DOCUMENT PASSAGE:
·····

A White Educator Called Me a Racial Slur—She Said It Was Just a Word

"N***** is just a word."

Those five words were my piercing introduction to being an African American female teacher and graduate student in the field of composition pedagogy. Even now, more than two decades later, those five words remain a dominant memory of my experience earning my graduate degree in English.

It was a composition pedagogy and curriculum course for first-­year graduate students, and I was a proud and excited member of the cohort. We had received teaching assistantships as part of our graduate school funding package, and we were being trained to teach college-­level writing. The class was being team-taught by two instructors, one constructed as White female and the other constructed as White male.

At the time, the terminal degree offered by the university was in rhetoric and professional communication (RPC), and the RPC faculty theoretically managed the composition program, including training the new graduate teaching instructors. The class was pedagogically structured around the theoretical belief that all writing is an argument and around Aristotle's methods of persuasion.

Readings about the art of constructing arguments, studying famous persuasive arguments, and class discussions were the primary content of the course. Toward the end of the course, students were tasked with developing writing course syllabi, writing assignments, assessment tools, and a theoretical and methodological rational narrative as support for our pedagogical delivery of the freshman composition curriculum.

"What did you say?" I responded back to the professor. I was sure that I had misheard her. I was never allowed to use that word. I didn't use that word, and I couldn't understand why she was using this word in our classroom. I tried to look into the faces of my fellow students and future professional colleagues for help and support while the professor looked at mine, but my fellow students
looked away.

The class was working in small groups, and the professor pivoted and turned in the middle of the room to ensure that she made eye contact with everyone. I looked at the members of my small group, which just happened to be all the constructed people of color and other marginalized folks in the room: two African Americans (including me), one Afro-­Latinx, one White LGBTQ+ female, and one Muslim student. The remaining and dominant number of students in the classroom were constructed as White American.

"N***** is just a word," the White female professor said for the second time. She was short, and I swore that she bounced slightly up on the balls of her feet in beat, two times, with the consonant sounds in the word, n**-***.

Taiyon J. Coleman
Taiyon J. Coleman (pictured) is a poet, writer, and educator. She is associate professor of English and women's studies at St. Catherine University in St. Paul, Minnesota. Taiyon J. Coleman

We had read many essays and books, including Pedagogy of the Oppressed by Paulo Freire and the classic "Just Walk On By: Black Men in Public Space" by Brent Staples. Freire's text links the struggle of oppression to understanding one's position to the world and power central to the educational process and, in my view, to writing (literacy) acquisition.

Staples writes about how his education did not prevent him from being viewed through gendered and racial stereotypes. There was discussion of words and their constructed meanings, and the professors emphasized how all words only have power when people who use and hear those words are complicit in the construction of the power: blah, blah, blah, and super-­blah.

·····

GIVEN INSTRUCTION 1: Update the records from the line containing "Check that one keypoint sits on every instance of the brown" through the end of the records, swapping "brown rock" for "tan rock" and keeping everything else the same.

Records contained in a dataset

·····

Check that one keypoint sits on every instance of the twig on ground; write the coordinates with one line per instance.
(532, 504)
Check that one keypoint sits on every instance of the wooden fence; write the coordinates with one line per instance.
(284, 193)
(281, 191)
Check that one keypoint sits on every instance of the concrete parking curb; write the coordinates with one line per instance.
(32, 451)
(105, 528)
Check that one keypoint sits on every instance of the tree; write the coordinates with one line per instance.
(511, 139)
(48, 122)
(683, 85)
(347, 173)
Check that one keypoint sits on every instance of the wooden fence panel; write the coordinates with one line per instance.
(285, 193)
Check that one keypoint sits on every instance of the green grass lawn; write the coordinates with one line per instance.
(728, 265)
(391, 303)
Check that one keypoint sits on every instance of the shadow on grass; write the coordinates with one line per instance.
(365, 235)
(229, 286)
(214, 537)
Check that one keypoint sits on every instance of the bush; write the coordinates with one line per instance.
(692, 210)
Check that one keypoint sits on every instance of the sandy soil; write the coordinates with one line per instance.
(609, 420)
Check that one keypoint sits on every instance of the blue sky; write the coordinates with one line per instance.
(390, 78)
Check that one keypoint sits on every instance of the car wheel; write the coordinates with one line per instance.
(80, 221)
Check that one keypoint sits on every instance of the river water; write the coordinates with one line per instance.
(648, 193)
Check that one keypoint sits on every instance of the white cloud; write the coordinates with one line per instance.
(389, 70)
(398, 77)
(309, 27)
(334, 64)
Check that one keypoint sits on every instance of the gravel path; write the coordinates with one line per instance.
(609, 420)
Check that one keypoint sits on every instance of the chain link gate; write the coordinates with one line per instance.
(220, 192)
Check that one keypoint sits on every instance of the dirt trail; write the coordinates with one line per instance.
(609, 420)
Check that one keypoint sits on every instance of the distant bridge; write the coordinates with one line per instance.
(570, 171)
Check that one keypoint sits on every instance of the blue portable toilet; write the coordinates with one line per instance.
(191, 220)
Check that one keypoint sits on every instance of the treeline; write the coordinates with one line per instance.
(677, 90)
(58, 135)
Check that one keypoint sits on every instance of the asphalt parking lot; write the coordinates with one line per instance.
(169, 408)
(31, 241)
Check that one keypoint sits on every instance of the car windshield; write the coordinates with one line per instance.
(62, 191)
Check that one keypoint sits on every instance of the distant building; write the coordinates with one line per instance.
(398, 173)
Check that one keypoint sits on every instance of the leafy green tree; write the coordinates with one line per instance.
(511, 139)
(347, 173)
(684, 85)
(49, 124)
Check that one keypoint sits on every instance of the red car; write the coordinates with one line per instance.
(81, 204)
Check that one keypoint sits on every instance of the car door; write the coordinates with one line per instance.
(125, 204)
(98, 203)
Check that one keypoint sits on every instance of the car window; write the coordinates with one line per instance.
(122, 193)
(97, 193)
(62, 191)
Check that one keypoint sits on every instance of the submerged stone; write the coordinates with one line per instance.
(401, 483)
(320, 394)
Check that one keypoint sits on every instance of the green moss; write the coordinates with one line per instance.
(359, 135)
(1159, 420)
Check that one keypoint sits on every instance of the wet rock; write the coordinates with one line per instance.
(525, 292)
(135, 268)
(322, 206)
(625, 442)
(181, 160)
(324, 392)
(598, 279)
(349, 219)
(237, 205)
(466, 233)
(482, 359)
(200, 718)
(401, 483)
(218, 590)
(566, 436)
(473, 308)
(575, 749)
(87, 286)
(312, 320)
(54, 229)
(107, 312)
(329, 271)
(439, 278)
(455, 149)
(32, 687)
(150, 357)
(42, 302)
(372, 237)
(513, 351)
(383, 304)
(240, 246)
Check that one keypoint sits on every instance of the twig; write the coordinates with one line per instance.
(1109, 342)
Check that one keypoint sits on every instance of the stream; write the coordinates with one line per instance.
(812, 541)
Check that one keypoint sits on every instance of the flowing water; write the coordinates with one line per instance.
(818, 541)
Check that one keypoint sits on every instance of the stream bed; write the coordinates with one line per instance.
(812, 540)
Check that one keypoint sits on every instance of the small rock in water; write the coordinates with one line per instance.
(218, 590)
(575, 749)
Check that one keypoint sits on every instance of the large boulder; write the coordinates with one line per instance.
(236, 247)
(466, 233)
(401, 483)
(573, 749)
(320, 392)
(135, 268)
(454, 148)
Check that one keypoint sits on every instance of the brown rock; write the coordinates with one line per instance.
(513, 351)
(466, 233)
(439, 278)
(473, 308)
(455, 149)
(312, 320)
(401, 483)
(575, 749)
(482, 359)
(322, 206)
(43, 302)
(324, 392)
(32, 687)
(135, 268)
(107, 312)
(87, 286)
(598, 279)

·····

GIVEN INSTRUCTION 2: In the essay on the classroom slur, what was the terminal degree the university offered at the time?

REPLY 1:
Check that one keypoint sits on every instance of the tan rock; write the coordinates with one line per instance.
(513, 351)
(466, 233)
(439, 278)
(473, 308)
(455, 149)
(312, 320)
(401, 483)
(575, 749)
(482, 359)
(322, 206)
(43, 302)
(324, 392)
(32, 687)
(135, 268)
(107, 312)
(87, 286)
(598, 279)

REPLY 2: Rhetoric and professional communication (RPC).